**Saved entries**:
*-*-*

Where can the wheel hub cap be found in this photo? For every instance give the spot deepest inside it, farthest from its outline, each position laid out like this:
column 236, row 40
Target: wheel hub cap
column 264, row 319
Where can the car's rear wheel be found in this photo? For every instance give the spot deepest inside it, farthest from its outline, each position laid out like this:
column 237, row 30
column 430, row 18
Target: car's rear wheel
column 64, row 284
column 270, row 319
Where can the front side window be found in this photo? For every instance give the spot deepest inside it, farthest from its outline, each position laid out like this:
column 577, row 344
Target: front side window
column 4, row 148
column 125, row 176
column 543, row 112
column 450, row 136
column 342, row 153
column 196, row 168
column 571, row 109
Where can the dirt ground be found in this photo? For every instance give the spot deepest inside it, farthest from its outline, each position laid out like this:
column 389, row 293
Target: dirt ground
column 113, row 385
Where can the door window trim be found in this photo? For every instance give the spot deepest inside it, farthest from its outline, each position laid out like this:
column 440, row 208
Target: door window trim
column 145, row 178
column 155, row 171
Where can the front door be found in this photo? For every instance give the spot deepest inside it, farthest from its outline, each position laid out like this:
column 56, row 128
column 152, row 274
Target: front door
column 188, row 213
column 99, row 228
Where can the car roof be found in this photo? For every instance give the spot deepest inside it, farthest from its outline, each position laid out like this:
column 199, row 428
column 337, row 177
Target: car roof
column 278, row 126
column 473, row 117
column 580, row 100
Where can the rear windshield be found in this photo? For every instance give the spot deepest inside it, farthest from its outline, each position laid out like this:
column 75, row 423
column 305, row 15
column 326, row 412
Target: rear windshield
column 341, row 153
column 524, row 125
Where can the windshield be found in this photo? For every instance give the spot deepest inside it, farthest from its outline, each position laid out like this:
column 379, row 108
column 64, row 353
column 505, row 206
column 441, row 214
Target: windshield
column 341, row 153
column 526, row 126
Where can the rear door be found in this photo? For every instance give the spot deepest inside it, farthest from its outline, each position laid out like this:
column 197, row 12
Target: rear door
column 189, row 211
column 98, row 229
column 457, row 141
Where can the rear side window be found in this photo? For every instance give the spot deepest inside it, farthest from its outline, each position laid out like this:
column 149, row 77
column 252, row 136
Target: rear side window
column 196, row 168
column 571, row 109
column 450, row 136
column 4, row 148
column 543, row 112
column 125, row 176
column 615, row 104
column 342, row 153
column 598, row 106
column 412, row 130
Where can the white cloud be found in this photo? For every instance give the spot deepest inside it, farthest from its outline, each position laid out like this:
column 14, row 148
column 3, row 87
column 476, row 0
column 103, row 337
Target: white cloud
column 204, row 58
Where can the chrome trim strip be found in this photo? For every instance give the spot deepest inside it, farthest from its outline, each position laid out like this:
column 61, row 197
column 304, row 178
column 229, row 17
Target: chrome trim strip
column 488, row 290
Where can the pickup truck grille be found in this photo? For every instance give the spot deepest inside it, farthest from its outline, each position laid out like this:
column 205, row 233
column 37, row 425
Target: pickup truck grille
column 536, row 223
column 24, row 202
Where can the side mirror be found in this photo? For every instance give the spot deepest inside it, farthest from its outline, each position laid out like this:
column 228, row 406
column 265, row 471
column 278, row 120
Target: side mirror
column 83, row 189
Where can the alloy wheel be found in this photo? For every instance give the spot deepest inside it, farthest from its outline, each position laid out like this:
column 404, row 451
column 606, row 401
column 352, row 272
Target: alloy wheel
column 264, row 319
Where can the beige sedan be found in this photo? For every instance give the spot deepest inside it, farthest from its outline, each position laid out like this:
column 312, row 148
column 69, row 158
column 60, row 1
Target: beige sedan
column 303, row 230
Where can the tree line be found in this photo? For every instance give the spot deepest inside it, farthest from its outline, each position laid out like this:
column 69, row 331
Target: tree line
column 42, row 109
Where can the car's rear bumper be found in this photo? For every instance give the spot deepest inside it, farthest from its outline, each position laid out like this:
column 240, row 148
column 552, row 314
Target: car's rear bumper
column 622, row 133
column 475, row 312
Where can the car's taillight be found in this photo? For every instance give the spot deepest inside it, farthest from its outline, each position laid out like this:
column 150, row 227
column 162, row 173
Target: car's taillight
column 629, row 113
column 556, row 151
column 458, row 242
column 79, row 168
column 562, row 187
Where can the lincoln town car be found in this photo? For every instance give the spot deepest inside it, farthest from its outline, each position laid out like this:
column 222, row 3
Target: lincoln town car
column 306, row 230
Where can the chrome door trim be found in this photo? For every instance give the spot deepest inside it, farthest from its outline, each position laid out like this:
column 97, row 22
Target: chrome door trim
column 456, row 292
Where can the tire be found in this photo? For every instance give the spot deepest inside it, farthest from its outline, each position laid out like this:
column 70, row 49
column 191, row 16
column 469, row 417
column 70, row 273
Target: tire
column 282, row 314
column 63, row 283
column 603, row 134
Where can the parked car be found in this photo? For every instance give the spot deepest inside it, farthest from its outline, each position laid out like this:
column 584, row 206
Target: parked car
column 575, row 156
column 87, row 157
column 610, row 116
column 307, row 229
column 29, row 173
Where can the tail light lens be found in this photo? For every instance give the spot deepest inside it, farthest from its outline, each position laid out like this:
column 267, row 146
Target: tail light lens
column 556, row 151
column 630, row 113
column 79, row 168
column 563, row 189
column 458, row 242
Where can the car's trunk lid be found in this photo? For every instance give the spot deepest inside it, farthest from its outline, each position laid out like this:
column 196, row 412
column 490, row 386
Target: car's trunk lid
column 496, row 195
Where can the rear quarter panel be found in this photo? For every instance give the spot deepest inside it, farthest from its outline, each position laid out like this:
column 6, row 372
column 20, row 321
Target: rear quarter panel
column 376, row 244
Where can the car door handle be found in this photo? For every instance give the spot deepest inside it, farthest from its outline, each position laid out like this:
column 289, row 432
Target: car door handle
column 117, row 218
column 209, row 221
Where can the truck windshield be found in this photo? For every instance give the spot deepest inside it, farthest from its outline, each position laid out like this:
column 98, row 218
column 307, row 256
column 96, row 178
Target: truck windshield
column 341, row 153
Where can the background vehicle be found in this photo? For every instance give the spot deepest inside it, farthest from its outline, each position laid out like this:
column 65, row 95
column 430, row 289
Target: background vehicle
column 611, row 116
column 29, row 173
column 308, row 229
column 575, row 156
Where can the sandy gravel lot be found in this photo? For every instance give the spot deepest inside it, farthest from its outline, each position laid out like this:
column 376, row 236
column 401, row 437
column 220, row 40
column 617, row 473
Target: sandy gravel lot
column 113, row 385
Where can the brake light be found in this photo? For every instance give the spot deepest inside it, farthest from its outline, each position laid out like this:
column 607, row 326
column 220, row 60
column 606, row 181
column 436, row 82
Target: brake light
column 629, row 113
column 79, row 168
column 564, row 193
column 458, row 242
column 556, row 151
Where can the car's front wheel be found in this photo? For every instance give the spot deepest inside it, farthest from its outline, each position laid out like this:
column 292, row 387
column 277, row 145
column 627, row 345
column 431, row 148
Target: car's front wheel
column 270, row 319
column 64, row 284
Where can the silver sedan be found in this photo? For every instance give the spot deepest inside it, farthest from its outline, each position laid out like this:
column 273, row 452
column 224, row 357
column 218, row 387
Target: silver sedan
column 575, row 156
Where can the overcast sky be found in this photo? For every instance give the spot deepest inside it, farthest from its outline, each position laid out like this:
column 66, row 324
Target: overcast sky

*-*-*

**DESCRIPTION OF THE TASK**: Please output each record exactly as it appears above.

**SOLUTION TO THE PROBLEM**:
Where can the wheel hub cap be found in this photo? For every instance give the spot deepest inside it, farthest from its outline, each position laid out like this:
column 236, row 40
Target: wheel hub cap
column 264, row 319
Where can the car's rear wheel be found in this photo? For every instance give the spot deepest inside it, farthest from its outline, each position laid out like this:
column 237, row 30
column 430, row 18
Target: car's rear wheel
column 64, row 284
column 270, row 319
Where can the front side window be found in this photo? For every instance give the spot deepest inside it, farthest from its outline, each position laid out like this:
column 577, row 344
Target: front side window
column 4, row 148
column 125, row 176
column 543, row 112
column 450, row 136
column 342, row 153
column 196, row 168
column 571, row 109
Where can the dirt ground be found in this photo? For every instance give the spot deepest inside it, farthest from its outline, each position laid out like this:
column 389, row 293
Target: dirt ground
column 113, row 385
Where can the door window trim be found in this photo? For every instance give the spot deepest inside it, farthest from its outline, each position laid out like this:
column 440, row 208
Target: door window trim
column 145, row 178
column 155, row 171
Where can the front door be found in this photo? For every instance give the spot deepest inside it, farthest from its outline, each position laid out like this:
column 56, row 128
column 152, row 274
Target: front door
column 188, row 213
column 99, row 228
Where can the car roof be found in this photo? For every instance give the spot deepest inside it, farthest from its outline, each position laid out like this:
column 199, row 428
column 337, row 177
Target: car roof
column 278, row 126
column 473, row 117
column 580, row 100
Where can the rear windshield be found in this photo? For every instance give the spot deepest inside it, farthest from its outline, each position laid out like this:
column 75, row 423
column 305, row 15
column 326, row 412
Target: rear windshield
column 341, row 153
column 524, row 125
Where can the windshield be found in this photo? For every instance give the spot deepest inside it, farthest from its outline, each position laid out like this:
column 379, row 108
column 64, row 353
column 505, row 206
column 441, row 214
Target: windshield
column 341, row 153
column 526, row 126
Where can the rear door be found in this photo? For every instance give the spot deepest inside it, farthest from its outline, each position laid out like this:
column 197, row 12
Target: rear door
column 189, row 211
column 98, row 229
column 457, row 141
Where can the rear side window be found in this photo? For every instance give the spot deepest inside it, farthest from its outline, each position laid out like this:
column 149, row 77
column 252, row 136
Target: rear side window
column 196, row 168
column 571, row 109
column 450, row 136
column 4, row 148
column 543, row 112
column 125, row 176
column 615, row 104
column 342, row 153
column 598, row 106
column 412, row 130
Where can the white cloud be found in this photo? For every instance give the spot deepest inside it, farthest from its outline, each position laid out like this:
column 14, row 148
column 3, row 87
column 476, row 0
column 103, row 337
Target: white cloud
column 204, row 58
Where can the chrome trim strip be found in this photo? For every instance give the spot deepest inside it, farthest from its outline, each position laid out like this:
column 61, row 197
column 304, row 178
column 229, row 17
Target: chrome trim strip
column 488, row 290
Where can the pickup truck grille be found in this photo? For every instance give the spot deepest inside it, farthest from its outline, each position laid out like this:
column 205, row 233
column 37, row 425
Target: pickup truck grille
column 536, row 223
column 24, row 202
Where can the side mirror be found in this photo? For every instance give the spot deepest inside it, farthest from its outline, each position laid out like this:
column 228, row 406
column 265, row 471
column 278, row 120
Target: side mirror
column 83, row 189
Where can the alloy wheel be found in this photo? For every instance give the spot deepest inside it, farthest from its outline, each position laid out like this:
column 404, row 451
column 606, row 401
column 352, row 272
Target: alloy wheel
column 264, row 319
Where can the beige sedan be found in this photo? For every instance give the spot deepest inside it, farthest from its outline, each position laid out like this:
column 312, row 148
column 69, row 158
column 60, row 1
Target: beige sedan
column 303, row 230
Where can the tree line be found in this photo? For every instance give the spot deepest inside it, farthest from its outline, each position laid out like this:
column 69, row 331
Target: tree line
column 42, row 109
Where can the car's rear bumper be found in this photo? For every instance give the spot deepest inside it, farthest from its outline, each position laid out like this:
column 240, row 148
column 552, row 314
Target: car's rear bumper
column 622, row 133
column 475, row 312
Where can the car's taillight be found in this photo? For every instance give the spot deepest inside it, farthest from its outline, each position laid out like this:
column 150, row 227
column 162, row 173
Target: car's taillight
column 629, row 113
column 556, row 151
column 458, row 242
column 79, row 168
column 562, row 187
Where can the lincoln town car be found in this photo? For every instance give the spot deepest inside it, farthest from its outline, each position laid out like this:
column 222, row 3
Target: lincoln town car
column 306, row 230
Where can the chrome door trim be found in this photo? For every instance give the spot deepest inside it, farthest from its outline, each position laid out like this:
column 97, row 22
Target: chrome door trim
column 456, row 292
Where can the tire be found in this photo? For every instance give the spot deepest inside it, farthest from its outline, each position laid out like this:
column 70, row 49
column 191, row 16
column 469, row 417
column 70, row 273
Target: tire
column 282, row 314
column 63, row 283
column 603, row 134
Where can the parked car be found in this photo? For every instance give the spot deepest inside it, farthest from its outline, each position laid out like this:
column 584, row 206
Target: parked car
column 575, row 156
column 87, row 157
column 610, row 116
column 307, row 229
column 29, row 173
Where can the tail light lens be found in this photo? For every instance give the spot deepest inside it, farthest from its outline, each position laid out like this:
column 267, row 146
Target: tail light lens
column 556, row 151
column 630, row 113
column 79, row 168
column 563, row 189
column 458, row 242
Where can the car's trunk lid be found in this photo? For every instance give the spot deepest inside it, farthest from its outline, each position laid out like this:
column 196, row 412
column 490, row 386
Target: car's trunk lid
column 496, row 195
Where can the rear quarter panel be found in this photo? For every instance give the spot deepest inside it, farthest from its outline, each position laid out like this:
column 6, row 372
column 20, row 321
Target: rear quarter panel
column 376, row 244
Where can the car door handle be found in this photo? For every instance give the spot deepest inside it, farthest from its outline, each position laid out like this:
column 289, row 432
Target: car door handle
column 117, row 218
column 209, row 221
Where can the truck windshield be found in this photo? For every instance give the spot deepest inside it, farthest from its outline, each position laid out like this:
column 98, row 218
column 307, row 256
column 96, row 178
Target: truck windshield
column 341, row 153
Where can the background vehicle be found in this photo? For every instance give the spot deepest inside it, farthest from its outline, each position laid out like this:
column 65, row 95
column 430, row 289
Target: background vehicle
column 611, row 116
column 29, row 173
column 308, row 229
column 575, row 156
Where can the sandy gravel lot be found in this photo? For every instance give the spot deepest inside it, farthest from its outline, each position laid out like this:
column 376, row 236
column 401, row 437
column 220, row 40
column 617, row 473
Target: sandy gravel lot
column 113, row 385
Where can the brake light be found in this photo? For every instance give the spot deepest inside it, farthest from its outline, each position laid out like this:
column 607, row 326
column 220, row 60
column 606, row 181
column 436, row 82
Target: brake light
column 629, row 113
column 79, row 168
column 564, row 193
column 458, row 242
column 556, row 151
Where can the car's front wheel be found in this photo? For every instance give the spot deepest inside it, farthest from its outline, each position laid out like this:
column 292, row 387
column 277, row 145
column 627, row 345
column 431, row 148
Target: car's front wheel
column 270, row 319
column 64, row 284
Where can the silver sedan be found in this photo? For every instance give the spot deepest inside it, farthest from its outline, each position laid out like this:
column 273, row 452
column 224, row 357
column 218, row 387
Target: silver sedan
column 575, row 156
Where can the overcast sky be found in this photo? For every instance give the spot deepest inside it, farthest from its outline, each position laid out like this:
column 66, row 324
Target: overcast sky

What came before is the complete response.